◆ DIRECTIONS ◆
Print every line of the material below, from its first line down to and including the line that contains "x=185, y=194", reproducing each one verbatim.
____ RECORDS FOR THE EXERCISE
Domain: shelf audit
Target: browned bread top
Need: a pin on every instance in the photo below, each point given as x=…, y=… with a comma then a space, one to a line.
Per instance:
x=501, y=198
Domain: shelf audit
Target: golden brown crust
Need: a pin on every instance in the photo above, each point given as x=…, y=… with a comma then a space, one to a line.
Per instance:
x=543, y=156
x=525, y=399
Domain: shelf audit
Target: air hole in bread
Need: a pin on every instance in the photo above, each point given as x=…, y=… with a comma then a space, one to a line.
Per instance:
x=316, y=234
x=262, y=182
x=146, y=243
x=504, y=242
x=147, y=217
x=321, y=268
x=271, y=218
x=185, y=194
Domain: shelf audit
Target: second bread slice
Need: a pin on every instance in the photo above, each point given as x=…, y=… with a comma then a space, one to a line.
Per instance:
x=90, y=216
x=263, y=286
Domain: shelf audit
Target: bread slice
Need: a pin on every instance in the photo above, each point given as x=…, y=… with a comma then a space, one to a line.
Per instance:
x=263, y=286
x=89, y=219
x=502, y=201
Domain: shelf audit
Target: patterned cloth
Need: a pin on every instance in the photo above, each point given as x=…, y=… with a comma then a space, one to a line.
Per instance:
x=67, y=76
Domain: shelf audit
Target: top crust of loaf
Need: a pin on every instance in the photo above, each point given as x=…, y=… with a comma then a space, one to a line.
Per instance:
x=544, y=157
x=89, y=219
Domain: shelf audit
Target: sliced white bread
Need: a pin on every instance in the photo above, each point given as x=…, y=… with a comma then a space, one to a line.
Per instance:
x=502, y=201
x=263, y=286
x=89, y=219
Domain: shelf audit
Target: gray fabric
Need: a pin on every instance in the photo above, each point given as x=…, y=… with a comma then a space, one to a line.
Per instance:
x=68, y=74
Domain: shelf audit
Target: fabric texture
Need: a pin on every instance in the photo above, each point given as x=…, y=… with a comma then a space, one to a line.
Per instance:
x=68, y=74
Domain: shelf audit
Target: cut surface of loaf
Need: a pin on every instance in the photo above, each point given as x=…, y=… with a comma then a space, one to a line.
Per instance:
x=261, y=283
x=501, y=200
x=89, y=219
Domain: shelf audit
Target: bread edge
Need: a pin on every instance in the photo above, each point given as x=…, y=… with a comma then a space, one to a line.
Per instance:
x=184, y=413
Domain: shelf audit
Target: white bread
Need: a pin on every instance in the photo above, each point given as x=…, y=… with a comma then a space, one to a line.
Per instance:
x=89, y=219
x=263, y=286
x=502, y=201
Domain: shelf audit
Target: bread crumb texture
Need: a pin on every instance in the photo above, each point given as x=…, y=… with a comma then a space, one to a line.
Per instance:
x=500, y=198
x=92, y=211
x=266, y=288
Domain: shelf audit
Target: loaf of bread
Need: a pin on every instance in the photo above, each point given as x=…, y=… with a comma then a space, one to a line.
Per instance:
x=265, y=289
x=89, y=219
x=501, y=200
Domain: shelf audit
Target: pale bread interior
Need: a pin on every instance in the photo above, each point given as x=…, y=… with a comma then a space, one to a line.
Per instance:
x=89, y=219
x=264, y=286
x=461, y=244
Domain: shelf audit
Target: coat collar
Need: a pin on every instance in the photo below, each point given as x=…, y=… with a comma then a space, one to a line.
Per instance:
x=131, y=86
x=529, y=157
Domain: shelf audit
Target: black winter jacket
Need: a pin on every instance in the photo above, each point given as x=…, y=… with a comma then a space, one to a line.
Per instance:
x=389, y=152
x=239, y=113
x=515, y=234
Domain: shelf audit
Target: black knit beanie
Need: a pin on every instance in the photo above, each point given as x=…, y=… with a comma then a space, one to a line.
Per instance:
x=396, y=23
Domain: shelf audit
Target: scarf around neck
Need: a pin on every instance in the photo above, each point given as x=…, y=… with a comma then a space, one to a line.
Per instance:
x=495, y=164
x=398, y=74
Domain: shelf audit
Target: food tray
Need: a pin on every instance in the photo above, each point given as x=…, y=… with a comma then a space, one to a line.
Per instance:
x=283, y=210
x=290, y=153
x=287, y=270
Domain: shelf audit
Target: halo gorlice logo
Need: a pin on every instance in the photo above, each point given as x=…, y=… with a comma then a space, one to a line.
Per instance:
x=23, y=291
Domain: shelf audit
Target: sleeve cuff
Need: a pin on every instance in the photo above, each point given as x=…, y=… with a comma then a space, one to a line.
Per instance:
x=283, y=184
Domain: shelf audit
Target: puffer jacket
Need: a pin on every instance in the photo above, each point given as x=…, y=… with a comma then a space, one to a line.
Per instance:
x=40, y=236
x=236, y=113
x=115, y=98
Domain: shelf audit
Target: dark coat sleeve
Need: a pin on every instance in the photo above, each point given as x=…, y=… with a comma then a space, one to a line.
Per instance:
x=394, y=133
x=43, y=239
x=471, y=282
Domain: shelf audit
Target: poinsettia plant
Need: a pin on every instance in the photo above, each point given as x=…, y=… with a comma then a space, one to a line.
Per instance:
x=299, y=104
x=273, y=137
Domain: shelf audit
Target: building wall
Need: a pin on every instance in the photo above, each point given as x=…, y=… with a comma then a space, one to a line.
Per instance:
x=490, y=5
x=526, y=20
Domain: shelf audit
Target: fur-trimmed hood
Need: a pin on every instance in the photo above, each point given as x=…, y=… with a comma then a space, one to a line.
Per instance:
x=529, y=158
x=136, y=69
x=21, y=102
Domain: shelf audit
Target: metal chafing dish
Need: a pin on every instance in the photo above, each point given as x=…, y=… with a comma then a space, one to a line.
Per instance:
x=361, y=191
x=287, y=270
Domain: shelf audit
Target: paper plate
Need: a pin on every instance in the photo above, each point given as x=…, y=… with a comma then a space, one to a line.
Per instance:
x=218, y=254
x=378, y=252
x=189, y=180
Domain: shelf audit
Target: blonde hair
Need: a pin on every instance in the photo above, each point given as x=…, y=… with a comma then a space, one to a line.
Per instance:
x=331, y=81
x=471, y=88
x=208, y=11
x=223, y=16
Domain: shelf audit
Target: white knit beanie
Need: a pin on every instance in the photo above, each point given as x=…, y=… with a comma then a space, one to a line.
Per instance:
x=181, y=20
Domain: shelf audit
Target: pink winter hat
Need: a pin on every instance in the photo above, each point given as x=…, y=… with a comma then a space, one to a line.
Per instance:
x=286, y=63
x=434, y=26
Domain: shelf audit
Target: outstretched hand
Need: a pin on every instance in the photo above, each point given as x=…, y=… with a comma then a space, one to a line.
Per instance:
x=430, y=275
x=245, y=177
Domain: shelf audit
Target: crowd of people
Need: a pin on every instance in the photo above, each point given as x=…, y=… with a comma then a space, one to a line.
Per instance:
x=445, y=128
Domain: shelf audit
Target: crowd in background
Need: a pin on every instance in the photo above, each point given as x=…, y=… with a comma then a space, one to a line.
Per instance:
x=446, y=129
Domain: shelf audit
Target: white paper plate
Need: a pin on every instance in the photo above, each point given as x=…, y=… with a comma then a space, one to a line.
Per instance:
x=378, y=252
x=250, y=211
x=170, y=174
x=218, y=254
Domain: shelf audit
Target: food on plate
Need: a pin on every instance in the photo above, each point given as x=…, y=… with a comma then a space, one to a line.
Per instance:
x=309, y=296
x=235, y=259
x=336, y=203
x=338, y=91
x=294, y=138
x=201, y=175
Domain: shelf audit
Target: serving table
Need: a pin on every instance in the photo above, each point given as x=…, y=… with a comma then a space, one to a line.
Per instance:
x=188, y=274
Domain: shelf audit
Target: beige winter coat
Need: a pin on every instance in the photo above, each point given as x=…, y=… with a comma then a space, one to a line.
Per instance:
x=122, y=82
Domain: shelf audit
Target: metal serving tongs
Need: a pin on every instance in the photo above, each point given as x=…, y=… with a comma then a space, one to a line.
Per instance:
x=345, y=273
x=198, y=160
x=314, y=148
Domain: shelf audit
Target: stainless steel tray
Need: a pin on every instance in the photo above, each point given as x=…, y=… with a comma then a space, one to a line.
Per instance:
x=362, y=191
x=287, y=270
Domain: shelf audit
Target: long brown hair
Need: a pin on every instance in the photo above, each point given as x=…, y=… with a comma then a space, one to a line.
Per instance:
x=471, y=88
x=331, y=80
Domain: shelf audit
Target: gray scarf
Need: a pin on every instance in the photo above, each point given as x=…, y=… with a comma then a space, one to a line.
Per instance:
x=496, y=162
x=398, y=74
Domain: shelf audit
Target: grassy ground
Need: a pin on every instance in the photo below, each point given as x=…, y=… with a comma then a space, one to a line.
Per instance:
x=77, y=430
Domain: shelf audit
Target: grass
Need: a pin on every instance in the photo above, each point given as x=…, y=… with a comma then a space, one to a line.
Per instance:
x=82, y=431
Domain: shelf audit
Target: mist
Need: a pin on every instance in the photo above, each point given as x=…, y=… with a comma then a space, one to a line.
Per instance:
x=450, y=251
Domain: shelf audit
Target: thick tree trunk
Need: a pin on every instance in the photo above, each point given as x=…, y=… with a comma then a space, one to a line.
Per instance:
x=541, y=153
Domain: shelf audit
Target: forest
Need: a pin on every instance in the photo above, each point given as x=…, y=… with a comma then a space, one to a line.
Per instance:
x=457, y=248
________
◆ SOLUTION ◆
Domain: shelf audit
Target: browned bread top
Need: a pin on every instance in the photo below, each point given as x=…, y=… with a comma then a space, one to a line.
Per instance:
x=501, y=198
Domain: shelf audit
Target: golden brown crust
Need: a pin on every instance in the photo above, each point given as x=…, y=… with a comma then a space, one to a line.
Per instance:
x=543, y=156
x=525, y=399
Domain: shelf audit
Target: air hole in bread
Need: a pin on every instance in the photo above, each point given as x=…, y=… with a comma then a space, one to a line.
Per instance:
x=316, y=234
x=262, y=182
x=146, y=243
x=504, y=242
x=147, y=217
x=321, y=268
x=271, y=218
x=185, y=194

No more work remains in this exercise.